● Dataset records:
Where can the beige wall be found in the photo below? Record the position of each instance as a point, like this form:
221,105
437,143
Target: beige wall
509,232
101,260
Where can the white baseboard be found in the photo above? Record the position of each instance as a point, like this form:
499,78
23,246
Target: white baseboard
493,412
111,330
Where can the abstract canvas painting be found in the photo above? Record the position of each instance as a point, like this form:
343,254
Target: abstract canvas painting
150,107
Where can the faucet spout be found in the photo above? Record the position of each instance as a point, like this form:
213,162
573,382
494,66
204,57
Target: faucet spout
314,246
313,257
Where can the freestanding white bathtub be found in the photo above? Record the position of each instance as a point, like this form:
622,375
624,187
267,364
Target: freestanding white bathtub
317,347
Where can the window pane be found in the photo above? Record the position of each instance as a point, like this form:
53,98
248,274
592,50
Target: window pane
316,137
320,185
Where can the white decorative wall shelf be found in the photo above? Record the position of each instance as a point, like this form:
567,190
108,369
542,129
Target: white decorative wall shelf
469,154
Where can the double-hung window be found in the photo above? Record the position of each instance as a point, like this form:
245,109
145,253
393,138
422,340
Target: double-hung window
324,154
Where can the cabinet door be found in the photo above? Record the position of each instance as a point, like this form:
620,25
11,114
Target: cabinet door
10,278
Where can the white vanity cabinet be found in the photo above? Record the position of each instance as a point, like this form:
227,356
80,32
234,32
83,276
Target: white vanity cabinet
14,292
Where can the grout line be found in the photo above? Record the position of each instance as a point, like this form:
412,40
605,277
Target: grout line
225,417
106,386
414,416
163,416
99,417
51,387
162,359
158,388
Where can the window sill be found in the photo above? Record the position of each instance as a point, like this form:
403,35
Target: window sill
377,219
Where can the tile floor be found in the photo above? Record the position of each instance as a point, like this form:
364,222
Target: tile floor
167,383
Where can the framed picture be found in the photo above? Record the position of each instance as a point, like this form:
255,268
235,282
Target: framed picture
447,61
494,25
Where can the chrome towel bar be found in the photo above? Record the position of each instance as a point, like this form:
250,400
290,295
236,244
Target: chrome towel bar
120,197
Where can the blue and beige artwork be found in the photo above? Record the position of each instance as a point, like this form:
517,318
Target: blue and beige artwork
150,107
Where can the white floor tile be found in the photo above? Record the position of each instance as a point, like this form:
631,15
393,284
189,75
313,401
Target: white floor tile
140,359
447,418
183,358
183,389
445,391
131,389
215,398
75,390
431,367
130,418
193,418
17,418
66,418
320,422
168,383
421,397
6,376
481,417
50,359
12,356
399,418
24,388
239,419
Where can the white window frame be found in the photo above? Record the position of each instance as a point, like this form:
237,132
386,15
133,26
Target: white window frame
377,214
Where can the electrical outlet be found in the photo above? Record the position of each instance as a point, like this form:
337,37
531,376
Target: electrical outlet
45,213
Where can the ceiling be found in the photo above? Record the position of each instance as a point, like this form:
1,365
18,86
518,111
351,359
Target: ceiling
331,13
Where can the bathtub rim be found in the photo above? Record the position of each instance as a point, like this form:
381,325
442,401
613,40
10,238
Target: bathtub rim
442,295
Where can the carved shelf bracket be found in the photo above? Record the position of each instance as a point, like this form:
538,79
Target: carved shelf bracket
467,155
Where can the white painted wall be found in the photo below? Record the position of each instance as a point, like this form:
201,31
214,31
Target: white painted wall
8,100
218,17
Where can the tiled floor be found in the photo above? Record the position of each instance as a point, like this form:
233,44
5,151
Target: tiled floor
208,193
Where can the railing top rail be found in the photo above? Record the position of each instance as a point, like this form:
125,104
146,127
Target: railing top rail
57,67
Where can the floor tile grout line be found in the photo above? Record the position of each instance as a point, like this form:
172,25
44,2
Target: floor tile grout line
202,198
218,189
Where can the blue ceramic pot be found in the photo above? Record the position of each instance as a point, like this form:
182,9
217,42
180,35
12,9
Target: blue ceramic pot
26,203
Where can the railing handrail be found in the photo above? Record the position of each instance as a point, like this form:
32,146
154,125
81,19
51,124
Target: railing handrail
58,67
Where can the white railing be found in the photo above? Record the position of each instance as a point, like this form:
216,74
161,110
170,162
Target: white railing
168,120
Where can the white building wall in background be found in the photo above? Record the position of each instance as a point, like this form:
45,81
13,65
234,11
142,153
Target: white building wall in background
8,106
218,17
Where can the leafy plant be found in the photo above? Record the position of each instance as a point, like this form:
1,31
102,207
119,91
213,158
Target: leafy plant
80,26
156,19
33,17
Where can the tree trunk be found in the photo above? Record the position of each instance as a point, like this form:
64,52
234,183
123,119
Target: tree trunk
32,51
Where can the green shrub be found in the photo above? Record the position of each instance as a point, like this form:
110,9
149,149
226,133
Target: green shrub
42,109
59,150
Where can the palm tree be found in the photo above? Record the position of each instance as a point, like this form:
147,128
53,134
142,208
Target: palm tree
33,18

● What to work on:
Could you copy the material word for word, starting at the line that contains "Where can the green" and continuing through the final line of the material?

● Solution for this exercise:
Where can the green shrub be found in the photo above? Record the position of each instance as a point, like this form:
110,9
149,149
226,133
Target: green shrub
42,109
59,150
Where can the palm tree be found in the photo above? Record the position of each instance as a point, like this form:
147,128
53,134
142,208
Target: palm tree
33,18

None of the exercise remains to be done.